### Goal
Rewrite the rows below as a Markdown table with the columns n and Line, putting each row's number in n and its text in Line, and skip any blank lines.

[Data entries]
——

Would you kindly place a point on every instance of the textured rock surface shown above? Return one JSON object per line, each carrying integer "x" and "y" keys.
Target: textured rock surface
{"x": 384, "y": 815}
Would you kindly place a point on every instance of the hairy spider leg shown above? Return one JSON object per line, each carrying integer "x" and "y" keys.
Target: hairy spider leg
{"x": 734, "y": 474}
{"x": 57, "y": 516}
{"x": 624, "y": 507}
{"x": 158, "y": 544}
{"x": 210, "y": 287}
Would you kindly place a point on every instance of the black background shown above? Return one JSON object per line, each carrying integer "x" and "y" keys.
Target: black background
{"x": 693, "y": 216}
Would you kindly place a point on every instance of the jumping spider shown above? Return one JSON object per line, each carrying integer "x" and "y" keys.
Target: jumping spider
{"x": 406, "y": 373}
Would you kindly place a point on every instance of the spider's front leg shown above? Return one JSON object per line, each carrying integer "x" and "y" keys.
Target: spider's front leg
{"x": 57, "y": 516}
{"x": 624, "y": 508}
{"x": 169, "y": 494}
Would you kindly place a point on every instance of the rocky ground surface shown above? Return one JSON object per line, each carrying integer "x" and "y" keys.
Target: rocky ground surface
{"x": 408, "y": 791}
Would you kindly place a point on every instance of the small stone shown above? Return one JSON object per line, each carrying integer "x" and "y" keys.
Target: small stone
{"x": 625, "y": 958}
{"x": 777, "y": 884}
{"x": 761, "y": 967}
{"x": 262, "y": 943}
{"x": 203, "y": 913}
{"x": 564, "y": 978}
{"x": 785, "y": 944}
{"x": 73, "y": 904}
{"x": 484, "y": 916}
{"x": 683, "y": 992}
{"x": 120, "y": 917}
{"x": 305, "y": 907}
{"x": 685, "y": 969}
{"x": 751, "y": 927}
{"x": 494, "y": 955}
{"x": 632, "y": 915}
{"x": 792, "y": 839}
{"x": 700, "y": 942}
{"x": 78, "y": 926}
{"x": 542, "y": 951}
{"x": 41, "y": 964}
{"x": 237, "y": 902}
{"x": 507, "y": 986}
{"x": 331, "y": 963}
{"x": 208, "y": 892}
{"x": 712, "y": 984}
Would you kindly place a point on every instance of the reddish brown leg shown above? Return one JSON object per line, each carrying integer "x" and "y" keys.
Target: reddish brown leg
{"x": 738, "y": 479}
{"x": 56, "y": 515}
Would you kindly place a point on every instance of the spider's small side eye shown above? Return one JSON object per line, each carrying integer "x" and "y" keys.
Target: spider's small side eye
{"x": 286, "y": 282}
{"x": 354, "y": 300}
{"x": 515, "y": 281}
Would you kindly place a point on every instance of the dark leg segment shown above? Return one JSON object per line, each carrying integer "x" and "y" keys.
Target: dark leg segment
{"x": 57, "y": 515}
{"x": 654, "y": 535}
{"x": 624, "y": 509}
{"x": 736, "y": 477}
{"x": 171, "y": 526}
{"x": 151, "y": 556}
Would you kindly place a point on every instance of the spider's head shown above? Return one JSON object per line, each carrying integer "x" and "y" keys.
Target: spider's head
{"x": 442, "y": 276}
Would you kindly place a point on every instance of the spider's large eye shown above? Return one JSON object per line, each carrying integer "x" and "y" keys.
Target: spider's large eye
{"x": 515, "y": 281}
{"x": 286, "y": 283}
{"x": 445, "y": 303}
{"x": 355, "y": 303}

——

### Reply
| n | Line |
|---|---|
| 1 | Would you kindly place a point on every instance of the textured rock surface shown above? Return one JSON object per line, each carrying integer "x" and "y" keys. |
| 2 | Target: textured rock surface |
| 3 | {"x": 384, "y": 815} |
| 4 | Would you kindly place a point on every instance of the hairy spider leg shown above? Return one JSON object per line, each carrying integer "x" and "y" keys. |
| 5 | Target: hairy spider leg |
| 6 | {"x": 734, "y": 474} |
| 7 | {"x": 57, "y": 516} |
| 8 | {"x": 624, "y": 507} |
| 9 | {"x": 158, "y": 544} |
| 10 | {"x": 210, "y": 287} |
| 11 | Would you kindly place a point on every instance of the black background shown above? Return one JSON object per line, each carrying integer "x" and "y" keys. |
| 12 | Target: black background |
| 13 | {"x": 693, "y": 216} |
| 14 | Would you kindly place a point on every instance of the jumping spider shown above? Return one JSON object per line, each carrying integer "x" and "y" keys. |
| 15 | Target: jumping spider |
| 16 | {"x": 406, "y": 373} |
| 17 | Would you kindly place a point on every instance of the spider's front leg shown above? Return one JSON object per line, each carrying integer "x" and "y" keys. |
| 18 | Target: spider's front leg |
| 19 | {"x": 57, "y": 516} |
| 20 | {"x": 624, "y": 508} |
| 21 | {"x": 169, "y": 494} |
| 22 | Would you kindly place a point on every instance of the rocky ground surface shown above? Return one JSON object per line, each carrying integer "x" and "y" keys. |
| 23 | Target: rocky ground surface |
| 24 | {"x": 408, "y": 791} |
| 25 | Would you kindly place a point on every instance of the small stone shown above? Return one JSON object per line, each carrying integer "x" and "y" keys. |
| 26 | Target: small stone |
| 27 | {"x": 625, "y": 958} |
| 28 | {"x": 777, "y": 884} |
| 29 | {"x": 761, "y": 967} |
| 30 | {"x": 262, "y": 943} |
| 31 | {"x": 203, "y": 913} |
| 32 | {"x": 564, "y": 978} |
| 33 | {"x": 785, "y": 944} |
| 34 | {"x": 73, "y": 904} |
| 35 | {"x": 484, "y": 916} |
| 36 | {"x": 683, "y": 992} |
| 37 | {"x": 120, "y": 917} |
| 38 | {"x": 305, "y": 907} |
| 39 | {"x": 685, "y": 969} |
| 40 | {"x": 751, "y": 927} |
| 41 | {"x": 494, "y": 955} |
| 42 | {"x": 632, "y": 915} |
| 43 | {"x": 792, "y": 839} |
| 44 | {"x": 700, "y": 942} |
| 45 | {"x": 78, "y": 926} |
| 46 | {"x": 542, "y": 951} |
| 47 | {"x": 41, "y": 964} |
| 48 | {"x": 237, "y": 902} |
| 49 | {"x": 507, "y": 986} |
| 50 | {"x": 331, "y": 963} |
| 51 | {"x": 208, "y": 892} |
| 52 | {"x": 712, "y": 984} |
| 53 | Would you kindly place a point on every instance of the reddish brown leg shown above? Return one JSON object per line, each carrying integer "x" and "y" keys. |
| 54 | Target: reddish brown leg |
| 55 | {"x": 738, "y": 479} |
| 56 | {"x": 56, "y": 515} |
| 57 | Would you kindly place a point on every instance of the spider's small side eye shown above? Return one JSON object per line, each carrying integer "x" and "y" keys. |
| 58 | Target: spider's small side eye |
| 59 | {"x": 286, "y": 282} |
| 60 | {"x": 354, "y": 300} |
| 61 | {"x": 515, "y": 281} |
| 62 | Would you kindly place a point on every instance of the dark leg segment shown above? Return one JSON object per line, each carrying integer "x" and "y" keys. |
| 63 | Target: dark leg segment |
| 64 | {"x": 57, "y": 515} |
| 65 | {"x": 654, "y": 535} |
| 66 | {"x": 624, "y": 509} |
| 67 | {"x": 736, "y": 477} |
| 68 | {"x": 171, "y": 526} |
| 69 | {"x": 151, "y": 556} |
| 70 | Would you kindly place a point on every instance of the spider's head shown above? Return one JSON object per line, each carrying integer "x" and "y" keys. |
| 71 | Target: spider's head |
| 72 | {"x": 442, "y": 276} |
| 73 | Would you kindly place a point on every instance of the spider's large eye shown above? Return one JSON object per line, each carrying integer "x" and "y" keys. |
| 74 | Target: spider's large eye |
| 75 | {"x": 515, "y": 281} |
| 76 | {"x": 286, "y": 283} |
| 77 | {"x": 445, "y": 303} |
| 78 | {"x": 355, "y": 303} |